> Provided passage
These studies were published in English over the past 15 years. Each study was classified as high or low quality depending on whether it contained empirical data and provided evidence for statements made.

The researchers identified five key themes related to general sexual behavior and two specifically regarding condom use. They found:

  • Young people assess the risks from sexual partners on the basis of whether they judge the partner "clean" or "unclean," assessed primarily by how well they know their partner socially, the partner's appearance, and "other unreliable indicators." The researchers said this may help explain why some young people are inconsistent condom users even with high levels of knowledge and access to condoms.
  • Sexual partners exert an important influence on sexual behavior in general. For example, sex may be used to strengthen a relationship or please a partner, pregnancy may be sought as a means of holding onto a boyfriend, and fear of violence or retribution from the partner may induce consent to sex.
  • Condoms can be stigmatizing, such that carrying or buying condoms can imply sexual experience for good or ill, and be associated with lack of trust or imply that the partner is diseased.
  • Gender stereotypes are an essential factor in social expectations and behavior. Worldwide, men are expected to be highly sexually active, but women chaste. "Paradoxically, despite the stigmatizing effect for women in carrying condoms or using other contraception, women, not men, are generally considered responsible for pregnancy prevention."

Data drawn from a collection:

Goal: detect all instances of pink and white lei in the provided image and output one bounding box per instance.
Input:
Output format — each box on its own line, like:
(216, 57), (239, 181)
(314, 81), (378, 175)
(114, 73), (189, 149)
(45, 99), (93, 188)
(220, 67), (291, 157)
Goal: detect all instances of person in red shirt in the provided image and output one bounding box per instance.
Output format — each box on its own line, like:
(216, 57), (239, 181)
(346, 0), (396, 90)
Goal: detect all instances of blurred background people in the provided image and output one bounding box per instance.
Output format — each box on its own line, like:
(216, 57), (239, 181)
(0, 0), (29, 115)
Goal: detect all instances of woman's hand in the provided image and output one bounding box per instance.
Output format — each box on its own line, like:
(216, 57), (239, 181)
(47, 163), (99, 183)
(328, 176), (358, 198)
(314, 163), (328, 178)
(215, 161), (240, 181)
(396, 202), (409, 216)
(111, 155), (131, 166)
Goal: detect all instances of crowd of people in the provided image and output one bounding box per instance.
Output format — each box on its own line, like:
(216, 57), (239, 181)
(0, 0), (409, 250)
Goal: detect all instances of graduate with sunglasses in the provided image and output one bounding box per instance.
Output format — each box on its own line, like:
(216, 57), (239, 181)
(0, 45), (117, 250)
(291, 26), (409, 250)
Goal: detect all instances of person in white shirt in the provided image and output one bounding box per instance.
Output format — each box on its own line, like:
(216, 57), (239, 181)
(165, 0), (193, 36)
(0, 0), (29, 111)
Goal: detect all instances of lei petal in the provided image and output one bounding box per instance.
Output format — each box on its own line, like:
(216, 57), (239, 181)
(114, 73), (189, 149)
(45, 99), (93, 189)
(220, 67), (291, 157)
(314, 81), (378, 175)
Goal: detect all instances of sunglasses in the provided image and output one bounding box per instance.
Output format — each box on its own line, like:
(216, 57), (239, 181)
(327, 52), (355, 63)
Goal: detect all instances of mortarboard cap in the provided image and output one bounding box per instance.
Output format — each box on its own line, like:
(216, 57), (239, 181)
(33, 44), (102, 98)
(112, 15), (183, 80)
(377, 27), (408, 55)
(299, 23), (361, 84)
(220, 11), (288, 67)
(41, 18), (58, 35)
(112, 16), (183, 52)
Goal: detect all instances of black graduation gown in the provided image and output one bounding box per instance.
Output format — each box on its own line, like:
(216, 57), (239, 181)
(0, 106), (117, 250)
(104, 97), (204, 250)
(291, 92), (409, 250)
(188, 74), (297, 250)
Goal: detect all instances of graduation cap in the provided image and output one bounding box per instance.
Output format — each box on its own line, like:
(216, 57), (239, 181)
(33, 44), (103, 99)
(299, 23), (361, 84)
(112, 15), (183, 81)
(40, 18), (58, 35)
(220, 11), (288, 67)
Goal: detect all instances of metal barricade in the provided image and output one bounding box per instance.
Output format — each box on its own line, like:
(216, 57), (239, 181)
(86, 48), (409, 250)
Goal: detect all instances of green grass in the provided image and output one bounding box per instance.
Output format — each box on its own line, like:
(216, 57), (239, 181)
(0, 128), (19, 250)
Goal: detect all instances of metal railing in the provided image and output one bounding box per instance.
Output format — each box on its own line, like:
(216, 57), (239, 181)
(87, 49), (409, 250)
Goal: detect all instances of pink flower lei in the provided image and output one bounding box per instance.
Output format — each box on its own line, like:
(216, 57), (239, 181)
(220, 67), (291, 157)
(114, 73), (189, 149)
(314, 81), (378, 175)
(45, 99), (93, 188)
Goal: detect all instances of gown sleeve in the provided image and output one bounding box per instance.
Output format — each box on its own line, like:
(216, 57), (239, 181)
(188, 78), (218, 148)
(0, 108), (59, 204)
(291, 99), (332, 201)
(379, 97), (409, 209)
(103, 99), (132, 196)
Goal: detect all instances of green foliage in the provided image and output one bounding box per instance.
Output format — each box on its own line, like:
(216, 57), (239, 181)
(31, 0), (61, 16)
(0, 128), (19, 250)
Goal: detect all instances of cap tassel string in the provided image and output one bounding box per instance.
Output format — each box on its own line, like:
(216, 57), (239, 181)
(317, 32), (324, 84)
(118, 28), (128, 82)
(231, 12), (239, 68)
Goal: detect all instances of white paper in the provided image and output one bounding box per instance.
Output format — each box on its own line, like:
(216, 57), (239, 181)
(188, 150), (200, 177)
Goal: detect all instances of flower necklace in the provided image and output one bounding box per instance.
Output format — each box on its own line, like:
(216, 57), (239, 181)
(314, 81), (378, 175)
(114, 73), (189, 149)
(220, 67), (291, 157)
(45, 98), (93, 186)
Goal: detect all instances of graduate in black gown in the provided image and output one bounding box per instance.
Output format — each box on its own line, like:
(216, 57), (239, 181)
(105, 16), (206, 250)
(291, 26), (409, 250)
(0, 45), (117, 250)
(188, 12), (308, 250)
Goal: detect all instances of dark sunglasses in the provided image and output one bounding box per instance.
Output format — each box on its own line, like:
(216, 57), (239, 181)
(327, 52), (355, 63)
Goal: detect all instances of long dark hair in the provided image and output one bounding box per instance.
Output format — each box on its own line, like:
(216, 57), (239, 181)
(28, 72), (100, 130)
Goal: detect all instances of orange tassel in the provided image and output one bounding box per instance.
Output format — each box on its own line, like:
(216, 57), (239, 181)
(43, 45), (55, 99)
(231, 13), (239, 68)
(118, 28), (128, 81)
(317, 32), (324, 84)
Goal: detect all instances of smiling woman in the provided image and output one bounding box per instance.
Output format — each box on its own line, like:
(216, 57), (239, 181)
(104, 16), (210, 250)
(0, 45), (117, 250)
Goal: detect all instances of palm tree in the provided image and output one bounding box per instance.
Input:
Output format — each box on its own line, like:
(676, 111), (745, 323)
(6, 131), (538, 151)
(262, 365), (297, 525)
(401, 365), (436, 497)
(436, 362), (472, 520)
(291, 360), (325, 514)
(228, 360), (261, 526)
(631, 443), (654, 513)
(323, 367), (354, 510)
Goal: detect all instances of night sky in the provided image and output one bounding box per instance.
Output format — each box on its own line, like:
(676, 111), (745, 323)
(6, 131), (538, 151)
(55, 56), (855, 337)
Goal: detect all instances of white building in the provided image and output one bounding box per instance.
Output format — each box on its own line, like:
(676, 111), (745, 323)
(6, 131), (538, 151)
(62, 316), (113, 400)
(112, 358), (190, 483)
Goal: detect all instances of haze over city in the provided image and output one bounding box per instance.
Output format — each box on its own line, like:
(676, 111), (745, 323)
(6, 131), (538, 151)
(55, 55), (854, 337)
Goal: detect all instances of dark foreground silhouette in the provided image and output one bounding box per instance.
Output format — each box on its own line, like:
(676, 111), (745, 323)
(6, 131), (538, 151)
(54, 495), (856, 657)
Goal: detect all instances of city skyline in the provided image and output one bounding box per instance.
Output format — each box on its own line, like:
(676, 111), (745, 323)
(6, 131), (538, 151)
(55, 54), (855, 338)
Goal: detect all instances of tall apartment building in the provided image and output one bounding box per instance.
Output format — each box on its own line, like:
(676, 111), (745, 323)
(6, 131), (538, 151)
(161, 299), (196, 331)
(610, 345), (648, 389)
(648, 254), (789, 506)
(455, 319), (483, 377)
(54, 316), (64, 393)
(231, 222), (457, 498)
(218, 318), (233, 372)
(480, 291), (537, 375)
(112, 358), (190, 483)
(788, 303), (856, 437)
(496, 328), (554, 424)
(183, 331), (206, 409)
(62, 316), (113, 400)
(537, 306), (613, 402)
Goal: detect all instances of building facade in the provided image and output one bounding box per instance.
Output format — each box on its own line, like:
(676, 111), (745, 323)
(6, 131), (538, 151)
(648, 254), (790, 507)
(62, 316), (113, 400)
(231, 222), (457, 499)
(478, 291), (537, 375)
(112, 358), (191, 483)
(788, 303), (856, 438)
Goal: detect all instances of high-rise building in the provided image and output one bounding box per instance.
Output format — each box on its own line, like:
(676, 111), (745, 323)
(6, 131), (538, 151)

> Questions on the material
**1.** Transcribe part of the sexual behavior passage: begin at the words "The researchers identified" and stop after the words "access to condoms.".
**2.** Answer these questions from the sexual behavior passage:
(a) How many key themes related to general sexual behavior did the researchers identify?
(b) According to the passage, pregnancy may be sought as a means of doing what?
(c) Who is generally considered responsible for pregnancy prevention?
You won't need the listing for any of this work.

> Numbered answers
**1.**
The researchers identified five key themes related to general sexual behavior and two specifically regarding condom use. They found:

  • Young people assess the risks from sexual partners on the basis of whether they judge the partner "clean" or "unclean," assessed primarily by how well they know their partner socially, the partner's appearance, and "other unreliable indicators." The researchers said this may help explain why some young people are inconsistent condom users even with high levels of knowledge and access to condoms.

**2.**
(a) Five.
(b) Holding onto a boyfriend.
(c) Women, not men.